[begin Page extract]

Some of the most intriguing personal stories of American conservatism tell of standout leaders who have switched from left to right over the years. Of liberals, leftists, and radicals who had been “mugged by reality.” It has been all too easy to make jokes about this tradition.
Q: What do you call a liberal with a daughter? A: A Social Conservative.
Or, Q: What do you call a liberal with a mortgage? A: A Financial Conservative.
As Winston Churchill supposedly put it, “Show me a young Conservative and I’ll show you someone with no heart. Show me an old Liberal and I’ll show you someone with no brains.”
In the pages of National Affairs historian Jonathan Bronitsky has offered a new vision of the long process of ideological conversion among some of the twentieth century’s most prominent side-switchers.
Of course, America has a long history of leaders changing from youthful leftism to mature conservatism. Back in the nineteenth century, for instance, Tom Watson of Georgia started his career as an advocate of bi-racial populism and ended it as a bitter rabble-rousing racist. William Jennings Bryan got famous as the voice of the little man and ended his career as the voice of the Bible.
In the twentieth century, too, casual students of conservatism have grown accustomed to the story that a group of New York Lefties switched over to conservatism due to the excesses of “The Sixties.” Intellectual leaders such as Irving Kristol and Norman Podhoretz, the story goes, emerged from the intellectual contradictions of Trotskyism to create and embrace an energetic and engaging “neo-conservatism.”

[end Page extract]

■ Goals ■
[1] Retype the records from their first line through the line containing "83 130 L 83", including both of those lines. Leave out the pictures.
[2] Continue the passage on American leaders who moved from left to right, starting after its final sentence.
The passage and the records that follow it were taken from unrelated sources.

[begin Stored records]

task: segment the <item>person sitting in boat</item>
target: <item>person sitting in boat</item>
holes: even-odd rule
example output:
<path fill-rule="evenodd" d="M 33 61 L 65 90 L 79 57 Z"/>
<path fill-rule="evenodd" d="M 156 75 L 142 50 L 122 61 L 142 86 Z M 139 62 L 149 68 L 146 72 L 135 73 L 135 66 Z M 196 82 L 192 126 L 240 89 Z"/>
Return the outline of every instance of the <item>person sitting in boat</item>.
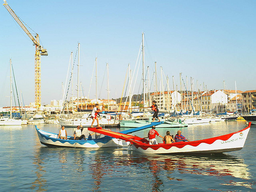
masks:
<path fill-rule="evenodd" d="M 174 137 L 174 140 L 175 140 L 175 142 L 185 141 L 190 141 L 188 139 L 186 139 L 184 136 L 181 135 L 181 131 L 180 130 L 179 130 L 177 132 L 177 134 L 175 135 L 175 137 Z"/>
<path fill-rule="evenodd" d="M 91 115 L 92 118 L 93 119 L 93 122 L 92 122 L 92 125 L 91 125 L 91 127 L 93 127 L 93 123 L 94 121 L 95 121 L 95 119 L 97 120 L 97 126 L 99 127 L 99 118 L 98 118 L 98 113 L 99 112 L 102 112 L 102 111 L 100 110 L 99 109 L 99 104 L 98 103 L 95 104 L 95 106 L 93 108 L 93 111 L 92 111 Z"/>
<path fill-rule="evenodd" d="M 83 130 L 83 127 L 82 127 L 82 128 L 80 129 L 80 126 L 77 125 L 76 128 L 77 130 L 75 130 L 74 132 L 74 140 L 82 140 L 82 138 L 86 140 L 84 135 L 82 135 L 82 132 Z"/>
<path fill-rule="evenodd" d="M 165 144 L 170 144 L 172 143 L 172 142 L 175 142 L 173 137 L 170 135 L 170 132 L 169 131 L 166 132 L 166 135 L 165 135 L 163 139 L 163 141 L 164 141 Z"/>
<path fill-rule="evenodd" d="M 100 136 L 101 135 L 100 133 L 93 132 L 91 134 L 91 136 L 93 136 L 94 134 L 95 134 L 95 139 L 99 139 L 100 138 Z"/>
<path fill-rule="evenodd" d="M 158 122 L 159 122 L 160 121 L 160 118 L 158 117 L 158 112 L 159 112 L 159 110 L 158 110 L 157 105 L 156 104 L 156 101 L 154 100 L 152 101 L 152 102 L 153 103 L 153 104 L 151 106 L 151 109 L 154 111 L 153 122 L 155 121 L 155 119 L 156 119 L 156 118 L 158 119 Z"/>
<path fill-rule="evenodd" d="M 67 131 L 65 130 L 65 127 L 64 126 L 62 126 L 61 129 L 59 130 L 58 139 L 67 139 L 67 138 L 68 134 L 67 134 Z"/>
<path fill-rule="evenodd" d="M 147 134 L 148 137 L 144 138 L 148 138 L 150 145 L 157 145 L 158 144 L 158 143 L 157 141 L 157 140 L 156 139 L 156 135 L 157 135 L 158 137 L 162 138 L 163 139 L 164 138 L 164 137 L 161 136 L 158 133 L 158 132 L 155 130 L 155 129 L 156 129 L 156 126 L 155 125 L 152 126 L 152 129 L 150 131 L 148 134 Z"/>

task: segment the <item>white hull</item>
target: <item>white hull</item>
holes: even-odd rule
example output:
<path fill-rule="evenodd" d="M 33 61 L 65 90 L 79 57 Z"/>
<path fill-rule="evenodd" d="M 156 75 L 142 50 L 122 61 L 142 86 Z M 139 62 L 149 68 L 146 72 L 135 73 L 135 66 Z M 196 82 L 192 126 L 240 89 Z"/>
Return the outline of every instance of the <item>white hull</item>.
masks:
<path fill-rule="evenodd" d="M 249 127 L 236 132 L 230 137 L 228 134 L 200 141 L 163 144 L 163 147 L 161 147 L 161 144 L 151 146 L 148 144 L 141 147 L 132 144 L 132 148 L 133 151 L 148 154 L 215 153 L 237 151 L 243 147 L 249 130 Z M 168 147 L 167 145 L 169 145 Z"/>
<path fill-rule="evenodd" d="M 0 125 L 10 126 L 10 125 L 21 125 L 21 119 L 13 119 L 9 118 L 3 118 L 0 119 Z"/>
<path fill-rule="evenodd" d="M 72 137 L 68 137 L 68 139 L 65 140 L 57 139 L 57 134 L 45 132 L 38 129 L 36 130 L 41 143 L 49 146 L 101 148 L 123 146 L 122 141 L 121 139 L 112 138 L 108 136 L 91 140 L 74 140 L 71 139 Z"/>

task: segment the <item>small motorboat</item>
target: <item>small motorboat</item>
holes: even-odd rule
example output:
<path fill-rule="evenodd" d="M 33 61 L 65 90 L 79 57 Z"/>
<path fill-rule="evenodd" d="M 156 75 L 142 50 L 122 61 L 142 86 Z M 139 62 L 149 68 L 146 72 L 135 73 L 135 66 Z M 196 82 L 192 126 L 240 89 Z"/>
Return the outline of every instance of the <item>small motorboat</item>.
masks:
<path fill-rule="evenodd" d="M 74 137 L 68 136 L 68 139 L 58 139 L 57 134 L 47 132 L 37 128 L 36 132 L 41 144 L 51 147 L 72 147 L 81 148 L 101 148 L 122 147 L 122 141 L 120 139 L 105 136 L 99 139 L 92 140 L 74 140 Z"/>
<path fill-rule="evenodd" d="M 102 128 L 88 130 L 130 142 L 132 150 L 148 154 L 218 153 L 241 150 L 244 145 L 251 122 L 244 129 L 228 134 L 194 141 L 179 141 L 170 144 L 151 145 L 148 141 L 137 136 L 127 135 L 131 132 L 115 133 Z"/>

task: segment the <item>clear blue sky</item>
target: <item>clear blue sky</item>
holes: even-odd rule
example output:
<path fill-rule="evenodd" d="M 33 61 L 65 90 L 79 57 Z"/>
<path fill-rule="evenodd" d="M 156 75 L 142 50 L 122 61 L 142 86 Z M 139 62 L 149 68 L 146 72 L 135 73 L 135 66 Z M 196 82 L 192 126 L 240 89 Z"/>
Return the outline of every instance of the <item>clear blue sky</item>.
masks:
<path fill-rule="evenodd" d="M 156 61 L 158 76 L 160 78 L 161 66 L 172 87 L 174 76 L 179 88 L 182 72 L 184 79 L 186 76 L 194 78 L 196 88 L 198 80 L 208 89 L 222 89 L 225 80 L 228 89 L 235 89 L 235 81 L 239 90 L 256 89 L 255 1 L 35 2 L 7 1 L 16 14 L 39 34 L 48 51 L 48 56 L 41 57 L 42 104 L 62 99 L 62 82 L 66 81 L 70 54 L 75 54 L 78 42 L 84 95 L 88 94 L 97 56 L 98 95 L 100 92 L 101 98 L 107 97 L 106 74 L 101 87 L 109 62 L 110 97 L 121 97 L 127 64 L 132 69 L 135 66 L 142 32 L 145 66 L 151 68 L 151 77 Z M 0 106 L 9 105 L 6 96 L 9 95 L 10 58 L 19 92 L 22 91 L 28 104 L 34 102 L 35 47 L 3 6 L 0 17 Z M 90 98 L 95 97 L 94 87 L 93 82 Z"/>

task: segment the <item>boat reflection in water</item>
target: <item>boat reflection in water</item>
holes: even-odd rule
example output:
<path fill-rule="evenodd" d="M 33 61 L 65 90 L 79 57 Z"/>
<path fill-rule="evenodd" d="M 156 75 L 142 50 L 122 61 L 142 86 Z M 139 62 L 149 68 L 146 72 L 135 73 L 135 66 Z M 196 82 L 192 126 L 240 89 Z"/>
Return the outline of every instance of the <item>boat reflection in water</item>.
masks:
<path fill-rule="evenodd" d="M 41 146 L 39 142 L 36 143 Z M 123 148 L 95 150 L 41 146 L 35 153 L 34 161 L 37 178 L 33 183 L 36 188 L 33 189 L 37 187 L 41 191 L 49 189 L 54 182 L 66 184 L 70 190 L 83 185 L 87 191 L 113 191 L 118 187 L 120 191 L 130 188 L 132 191 L 158 191 L 178 189 L 180 186 L 195 184 L 198 180 L 201 180 L 200 185 L 202 182 L 206 185 L 207 179 L 213 181 L 211 186 L 205 187 L 211 190 L 221 190 L 224 185 L 242 186 L 249 190 L 254 185 L 250 183 L 252 176 L 244 159 L 224 154 L 150 155 Z M 53 170 L 52 163 L 55 164 Z M 63 181 L 61 178 L 53 179 L 52 172 L 62 175 Z M 205 176 L 210 177 L 205 179 Z M 129 182 L 120 186 L 123 181 Z"/>

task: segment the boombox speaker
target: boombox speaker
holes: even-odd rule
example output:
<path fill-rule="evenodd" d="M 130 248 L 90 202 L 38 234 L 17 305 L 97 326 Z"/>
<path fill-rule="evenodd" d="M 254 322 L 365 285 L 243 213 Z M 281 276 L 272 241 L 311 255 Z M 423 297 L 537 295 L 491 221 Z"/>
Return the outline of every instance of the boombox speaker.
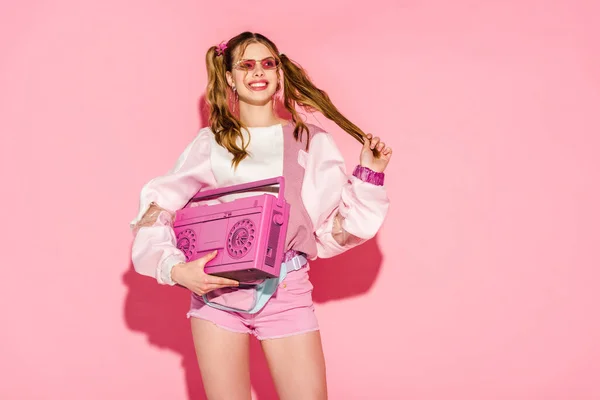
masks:
<path fill-rule="evenodd" d="M 279 193 L 242 197 L 214 205 L 198 205 L 236 192 L 279 184 Z M 290 205 L 283 176 L 219 189 L 199 191 L 175 214 L 177 248 L 193 261 L 217 250 L 204 271 L 239 282 L 276 278 L 284 256 Z"/>

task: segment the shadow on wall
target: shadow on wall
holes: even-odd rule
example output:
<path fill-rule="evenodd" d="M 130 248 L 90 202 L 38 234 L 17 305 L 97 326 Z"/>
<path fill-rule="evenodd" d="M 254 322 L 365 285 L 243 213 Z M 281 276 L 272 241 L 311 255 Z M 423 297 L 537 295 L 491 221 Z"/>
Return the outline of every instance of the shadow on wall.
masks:
<path fill-rule="evenodd" d="M 202 97 L 202 126 L 206 126 L 208 121 L 204 104 Z M 281 107 L 279 110 L 279 115 L 285 117 L 286 111 Z M 312 261 L 310 279 L 315 303 L 342 300 L 368 292 L 381 264 L 382 253 L 377 237 L 337 257 Z M 185 316 L 190 305 L 189 292 L 180 287 L 158 285 L 154 279 L 137 274 L 131 262 L 123 281 L 128 289 L 124 305 L 127 327 L 145 333 L 151 345 L 180 354 L 188 399 L 206 399 L 189 320 Z M 250 341 L 250 363 L 252 388 L 257 399 L 277 399 L 260 343 L 254 338 Z"/>

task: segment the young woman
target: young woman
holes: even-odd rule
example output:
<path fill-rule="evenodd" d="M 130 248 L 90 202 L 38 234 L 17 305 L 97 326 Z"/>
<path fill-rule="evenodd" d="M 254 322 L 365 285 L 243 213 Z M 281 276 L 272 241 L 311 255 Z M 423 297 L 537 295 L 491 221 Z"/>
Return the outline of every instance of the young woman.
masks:
<path fill-rule="evenodd" d="M 261 341 L 281 399 L 326 399 L 307 260 L 333 257 L 375 236 L 389 205 L 383 172 L 392 149 L 340 114 L 304 70 L 263 35 L 244 32 L 211 47 L 206 64 L 210 126 L 200 130 L 171 171 L 143 187 L 131 221 L 134 267 L 160 284 L 191 291 L 188 318 L 209 399 L 250 399 L 249 334 Z M 289 120 L 275 112 L 278 94 Z M 304 123 L 297 106 L 321 112 L 362 143 L 352 174 L 331 135 Z M 281 175 L 291 204 L 282 264 L 287 275 L 258 312 L 207 304 L 202 295 L 235 296 L 253 289 L 206 274 L 204 265 L 216 252 L 186 262 L 176 247 L 174 213 L 198 190 Z M 338 273 L 344 273 L 343 266 Z"/>

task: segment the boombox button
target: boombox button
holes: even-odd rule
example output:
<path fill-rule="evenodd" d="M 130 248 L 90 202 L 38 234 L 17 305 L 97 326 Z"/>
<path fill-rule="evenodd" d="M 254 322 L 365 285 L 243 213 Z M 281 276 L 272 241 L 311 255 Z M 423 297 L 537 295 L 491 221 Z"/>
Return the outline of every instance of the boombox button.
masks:
<path fill-rule="evenodd" d="M 275 214 L 273 216 L 273 222 L 275 222 L 277 225 L 283 225 L 283 215 Z"/>

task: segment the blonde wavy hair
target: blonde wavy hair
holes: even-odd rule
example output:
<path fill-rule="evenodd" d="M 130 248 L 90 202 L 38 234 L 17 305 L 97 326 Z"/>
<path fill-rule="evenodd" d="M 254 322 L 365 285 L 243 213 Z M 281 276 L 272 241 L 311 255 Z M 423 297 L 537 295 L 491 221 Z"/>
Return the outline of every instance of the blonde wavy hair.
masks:
<path fill-rule="evenodd" d="M 295 124 L 294 138 L 300 140 L 302 132 L 308 128 L 296 110 L 296 106 L 307 112 L 318 111 L 328 119 L 335 122 L 361 144 L 365 141 L 365 133 L 344 117 L 333 105 L 327 93 L 316 87 L 308 74 L 296 62 L 285 54 L 280 54 L 277 46 L 271 40 L 259 33 L 243 32 L 231 38 L 224 51 L 218 46 L 212 46 L 206 53 L 206 69 L 208 71 L 208 85 L 206 100 L 210 109 L 209 123 L 215 134 L 217 143 L 226 148 L 232 155 L 232 165 L 237 167 L 248 156 L 248 144 L 244 141 L 242 129 L 246 127 L 231 111 L 234 93 L 227 84 L 226 72 L 231 72 L 237 57 L 241 57 L 250 43 L 262 43 L 279 60 L 277 73 L 283 75 L 283 105 L 291 114 Z M 219 51 L 217 51 L 219 50 Z M 238 144 L 241 143 L 241 146 Z M 308 149 L 308 141 L 307 141 Z"/>

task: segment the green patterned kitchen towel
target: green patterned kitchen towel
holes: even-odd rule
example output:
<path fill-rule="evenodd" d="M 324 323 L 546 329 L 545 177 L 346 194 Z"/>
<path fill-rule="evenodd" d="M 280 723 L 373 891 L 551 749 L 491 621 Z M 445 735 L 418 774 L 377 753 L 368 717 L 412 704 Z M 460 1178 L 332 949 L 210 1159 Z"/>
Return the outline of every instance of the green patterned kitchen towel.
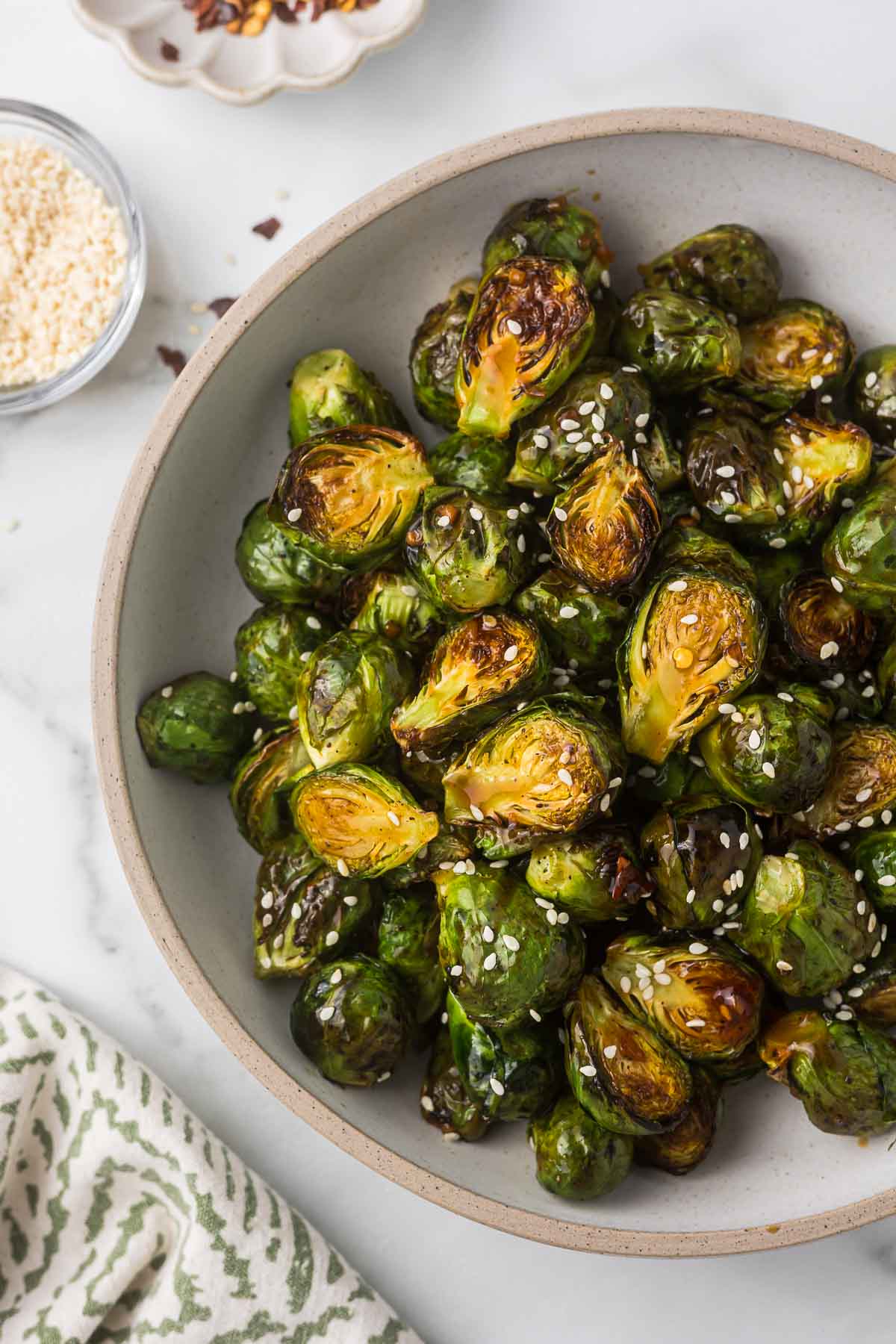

[end Stored records]

■ Results of the tasks ■
[1]
task: segment the <item>person sitting in boat</item>
target: <item>person sitting in boat</item>
holes: even-odd rule
example output:
<path fill-rule="evenodd" d="M 33 61 L 65 90 L 79 57 Z"/>
<path fill-rule="evenodd" d="M 156 75 L 142 50 L 122 61 L 142 86 Z M 139 62 L 149 68 L 146 72 L 135 73 L 135 66 Z M 196 82 L 192 126 L 240 89 Z"/>
Return the outline of every instance of the <item>person sitting in boat</item>.
masks:
<path fill-rule="evenodd" d="M 174 137 L 174 140 L 175 140 L 175 142 L 185 141 L 190 141 L 188 139 L 186 139 L 184 136 L 181 135 L 181 131 L 180 130 L 179 130 L 177 132 L 177 134 L 175 135 L 175 137 Z"/>
<path fill-rule="evenodd" d="M 91 115 L 92 118 L 93 119 L 93 122 L 92 122 L 92 125 L 91 125 L 91 127 L 93 127 L 93 123 L 94 121 L 95 121 L 95 119 L 97 120 L 97 126 L 99 127 L 99 118 L 98 118 L 98 113 L 99 112 L 102 112 L 102 111 L 100 110 L 99 109 L 99 104 L 98 103 L 95 104 L 95 106 L 93 108 L 93 111 L 92 111 Z"/>
<path fill-rule="evenodd" d="M 83 130 L 83 127 L 82 127 L 82 128 L 80 129 L 80 126 L 77 125 L 76 128 L 77 130 L 75 130 L 74 132 L 74 140 L 82 140 L 82 138 L 86 140 L 84 135 L 82 135 L 82 132 Z"/>

[2]
In the cases of Irving Kristol and his historian spouse Gertrude Himmelfarb, Bronitsky argues that the love affair with Edmund Burke’s thoughtful conservatism went back much further. As Bronitsky puts it,
Scholars routinely break down the intellectual conservatism that emerged in post-war America into three groups. First, there were “traditional” conservatives like Russell Kirk, John Crowe Ransom, and T. S. Eliot. They invoked Edmund Burke and his anti-radical appeal to tradition. Second, there were “New Conservatives” — as they were called in the post-war years — like William F. Buckley, Jr., Richard Weaver, and Peter Viereck. They looked to Burke as well as to Adam Smith with his moral justification for market economics. And third, there were libertarians like Robert Nozick, Albert Jay Nock, and Murray Rothbard. They admired Smith in addition to Friedrich Hayek with his contention that communism and fascism were merely opposite sides of the same totalitarian coin. Though the first generation of neoconservatives interacted with these three groups, they operated at a distance — or at least most intellectual historians have repeatedly insisted they did — preferring change over custom, reason over revelation, dogma over philosophy, and, thus, celebrating thinkers far removed from classical liberals like Smith, Hayek, and, particularly, Burke.
Bronitsky argues that this standard story does not work for Himmelfarb and Kristol the elder. In their cases, the love affair with Burke and the tenets of conservatism went back decades, to the 1940s.
For those of us who struggle to make sense of the complicated kaleidoscope of American conservatism, this intellectual creation story matters. What did it mean for Kristol and Himmelfarb to dance with the conservative devil as far back as the 1940s? More intriguing, what did “conservatism” promise intellectually that “liberalism” had failed to produce? How did “conservatism” solve the intellectual problems that Trotskyism could not?
daniel silliman
/ January 6, 2014Not sure how much Bryan fits the paradigm. I would guess he saw himself as a populist to the end.
An interesting recent example of this is Marvin Olasky, a youthful communist who now runs the conservative evangelical magazine, World, and is famous for formulating “compassionate conservatism.”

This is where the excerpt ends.